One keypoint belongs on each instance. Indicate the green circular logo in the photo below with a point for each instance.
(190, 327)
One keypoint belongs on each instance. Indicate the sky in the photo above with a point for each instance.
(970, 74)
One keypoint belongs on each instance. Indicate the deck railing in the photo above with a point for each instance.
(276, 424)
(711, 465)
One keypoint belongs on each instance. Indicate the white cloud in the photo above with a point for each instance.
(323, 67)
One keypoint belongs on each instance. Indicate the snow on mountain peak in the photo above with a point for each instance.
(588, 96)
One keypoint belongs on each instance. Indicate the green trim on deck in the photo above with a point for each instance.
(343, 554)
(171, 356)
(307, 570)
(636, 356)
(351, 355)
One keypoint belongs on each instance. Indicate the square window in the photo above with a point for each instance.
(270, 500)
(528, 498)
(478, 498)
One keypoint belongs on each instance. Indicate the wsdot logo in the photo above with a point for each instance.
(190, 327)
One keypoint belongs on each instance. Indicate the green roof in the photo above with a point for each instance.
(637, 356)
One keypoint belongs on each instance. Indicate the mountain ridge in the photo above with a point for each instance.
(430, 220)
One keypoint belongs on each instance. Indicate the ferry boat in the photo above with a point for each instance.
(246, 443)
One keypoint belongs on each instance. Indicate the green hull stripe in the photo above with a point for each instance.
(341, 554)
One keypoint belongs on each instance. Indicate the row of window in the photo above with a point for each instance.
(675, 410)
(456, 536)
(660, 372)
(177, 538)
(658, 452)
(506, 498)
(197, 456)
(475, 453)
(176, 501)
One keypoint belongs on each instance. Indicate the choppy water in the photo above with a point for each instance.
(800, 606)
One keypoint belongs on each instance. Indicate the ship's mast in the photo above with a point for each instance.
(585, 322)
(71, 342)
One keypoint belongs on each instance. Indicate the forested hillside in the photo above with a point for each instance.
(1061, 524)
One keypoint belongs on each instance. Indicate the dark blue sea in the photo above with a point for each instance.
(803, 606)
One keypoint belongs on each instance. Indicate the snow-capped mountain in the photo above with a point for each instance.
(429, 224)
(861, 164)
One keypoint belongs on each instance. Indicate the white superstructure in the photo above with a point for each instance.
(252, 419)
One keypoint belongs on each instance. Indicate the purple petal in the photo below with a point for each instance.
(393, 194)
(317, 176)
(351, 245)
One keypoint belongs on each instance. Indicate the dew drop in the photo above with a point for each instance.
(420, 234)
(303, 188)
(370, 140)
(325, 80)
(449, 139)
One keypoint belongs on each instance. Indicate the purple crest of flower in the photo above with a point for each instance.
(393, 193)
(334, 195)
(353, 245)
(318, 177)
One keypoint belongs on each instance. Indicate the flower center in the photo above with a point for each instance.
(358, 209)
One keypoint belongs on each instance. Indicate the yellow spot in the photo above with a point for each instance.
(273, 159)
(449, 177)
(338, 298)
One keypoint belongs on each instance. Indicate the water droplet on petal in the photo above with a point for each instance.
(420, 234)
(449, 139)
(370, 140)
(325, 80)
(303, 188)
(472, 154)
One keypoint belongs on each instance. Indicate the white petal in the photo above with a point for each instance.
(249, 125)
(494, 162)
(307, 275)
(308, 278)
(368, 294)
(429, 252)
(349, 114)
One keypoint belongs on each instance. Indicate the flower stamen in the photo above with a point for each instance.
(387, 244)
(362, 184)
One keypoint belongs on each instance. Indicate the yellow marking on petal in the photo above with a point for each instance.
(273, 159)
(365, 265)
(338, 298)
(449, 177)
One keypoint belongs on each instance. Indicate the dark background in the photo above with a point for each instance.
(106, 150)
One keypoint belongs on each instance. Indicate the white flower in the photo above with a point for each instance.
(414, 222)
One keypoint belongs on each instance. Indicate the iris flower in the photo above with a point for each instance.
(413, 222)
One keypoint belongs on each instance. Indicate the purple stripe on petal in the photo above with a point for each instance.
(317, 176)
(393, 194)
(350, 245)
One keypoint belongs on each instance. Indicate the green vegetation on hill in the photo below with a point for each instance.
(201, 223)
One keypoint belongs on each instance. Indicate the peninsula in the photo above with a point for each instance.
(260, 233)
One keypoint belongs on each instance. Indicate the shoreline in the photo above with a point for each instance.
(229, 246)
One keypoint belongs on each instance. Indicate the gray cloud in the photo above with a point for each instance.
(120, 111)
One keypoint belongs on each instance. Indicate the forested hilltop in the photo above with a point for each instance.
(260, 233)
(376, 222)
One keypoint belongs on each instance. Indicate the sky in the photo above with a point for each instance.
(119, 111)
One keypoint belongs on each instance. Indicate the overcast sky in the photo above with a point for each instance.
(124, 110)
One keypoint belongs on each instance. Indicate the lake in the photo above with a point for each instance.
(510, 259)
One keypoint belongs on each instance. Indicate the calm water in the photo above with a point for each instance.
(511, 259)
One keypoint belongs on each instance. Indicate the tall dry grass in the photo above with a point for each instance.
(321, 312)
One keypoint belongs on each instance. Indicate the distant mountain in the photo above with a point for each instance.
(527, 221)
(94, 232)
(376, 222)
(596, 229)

------------------------------------------------

* **WHAT IS REQUIRED**
Reproduce the material in full, with no word added or dropped.

* **PROBLEM SOLUTION**
One keypoint belongs on each instance. Indicate the green circular logo in the photo below with a point for each instance.
(190, 327)
One keypoint belongs on each instance. Indicate the sky in the photo above with a point for each instance.
(970, 74)
One keypoint belongs on each instance. Indicate the deck railing in the photo above with a point for each instance.
(276, 424)
(711, 465)
One keypoint belongs on each instance. Indicate the white cloud in the photo above with a point for each instance.
(323, 67)
One keypoint belongs on each instance. Indicate the snow on mountain peak in the photo above with a point for each instance.
(588, 96)
One keypoint belongs on each instance. Indicate the green trim on deck in the photo above with a point for each instance.
(343, 554)
(171, 356)
(307, 570)
(636, 356)
(351, 355)
One keypoint belongs on each instance. Indicate the square window in the photo above with a point for each instance.
(270, 500)
(528, 498)
(478, 498)
One keypoint belongs on each instance. Indicate the wsdot logo in the photo above with a point for each instance.
(190, 327)
One keypoint belongs on each instance. Indicate the green roof in the photo above with a point for each instance.
(637, 356)
One keypoint belongs on each instance. Indicate the mountain ridge in the photo above with a point for each instance.
(430, 220)
One keypoint belongs on each instance. Indicate the ferry boat in the photo above with a point for each instance.
(246, 443)
One keypoint belongs on each instance. Indicate the green hull stripe in the photo above with a point for each instance.
(341, 554)
One keypoint belongs on each instance. Indicate the row of window in the photo above with a point for each instance.
(675, 410)
(456, 536)
(660, 372)
(177, 538)
(658, 452)
(506, 498)
(197, 456)
(475, 453)
(176, 501)
One keypoint belongs on each instance. Indicate the choppy water in the photo above with a point for each instance.
(800, 606)
One keypoint belongs on each instance. Indicate the ship's mast in the photo above with a point for each instance.
(585, 322)
(71, 342)
One keypoint belongs on each instance. Indicate the forested hillside in the photo above with a point for each instance.
(1061, 524)
One keypoint belongs on each instance. Indicate the dark blue sea in the photo above with a point for each instance.
(803, 606)
One keypoint belongs on each instance. Indicate the snow-capped mountain in the photo above with a point for each instance.
(429, 224)
(861, 164)
One keypoint belongs on each instance. Indicate the white superstructure in the photo above with a point for each instance.
(252, 419)
One keypoint belongs on each instance. Indicate the purple petal in the photo below with a point for each instance.
(393, 194)
(317, 176)
(351, 245)
One keypoint belongs on each instance. Indicate the dew drop in the photo above with a point for each instance.
(420, 234)
(303, 188)
(370, 140)
(325, 80)
(449, 139)
One keypoint belongs on each instance. Indicate the purple crest of flower in the photo above with a point for each instance.
(393, 193)
(334, 195)
(353, 245)
(318, 177)
One keypoint belongs on each instance. Indicate the flower center in the photo above with a point for each instance.
(358, 209)
One keypoint belongs on each instance. Indicate the yellow spot in the photo above with a point for each instance.
(273, 159)
(449, 177)
(338, 298)
One keypoint belongs on each instance. Indicate the water droplet on petal in the photo above with a point for each instance.
(420, 234)
(449, 139)
(370, 140)
(325, 80)
(303, 188)
(472, 154)
One keypoint belongs on each instance. Indicate the white petal in the photo above with a point for each instance.
(249, 125)
(494, 162)
(307, 275)
(308, 278)
(368, 294)
(429, 252)
(349, 114)
One keypoint belongs on each instance. Indicate the flower stamen in the photo above with a point for each instance.
(387, 244)
(362, 184)
One keypoint belongs on each instance. Indicate the yellow marking on petal in the photo above with a point for each instance.
(273, 159)
(365, 265)
(338, 298)
(449, 177)
One keypoint belongs on each instance. Indicate the dark background in the photo above with a point for each instance.
(106, 150)
One keypoint belongs on each instance. Indicate the white flower in the photo above with a point for each instance.
(414, 222)
One keypoint belongs on each instance. Indicate the iris flower in the photo above with a point for each instance.
(413, 222)
One keypoint belongs on each instance. Indicate the purple stripe on petal in the photo above with a point for each instance.
(317, 176)
(393, 194)
(350, 245)
One keypoint belongs on each instance. Indicate the green vegetation on hill in the photo below with a point for each instance.
(201, 223)
One keypoint belongs on each instance. Indicate the peninsula in the photo above with a point for each instance.
(260, 233)
One keypoint belongs on each instance. Indicate the shoreline in the photo above with a point for each instance.
(229, 246)
One keypoint belongs on each instance. Indicate the gray cloud in the photo above with a point for each instance.
(120, 111)
One keypoint belongs on each instance. Indicate the forested hilltop in the photo above with a point for each instance.
(260, 233)
(376, 222)
One keypoint belongs on each instance. Indicate the sky in the photo above with a point for each instance.
(119, 111)
One keypoint belongs on each instance. Indicate the overcast sky in the photo above with a point for each instance.
(124, 110)
One keypoint belongs on each instance. Indicate the lake in the photo above with a point for each instance.
(510, 259)
One keypoint belongs on each instance. Indicate the calm water in the photo above with a point for each instance.
(511, 259)
One keypoint belongs on each instance. Indicate the tall dry grass in the photo above with a point for each instance.
(321, 312)
One keypoint belongs on each instance. Indicate the distant mountain in the photo above with a point for each instance.
(527, 221)
(94, 232)
(376, 222)
(596, 229)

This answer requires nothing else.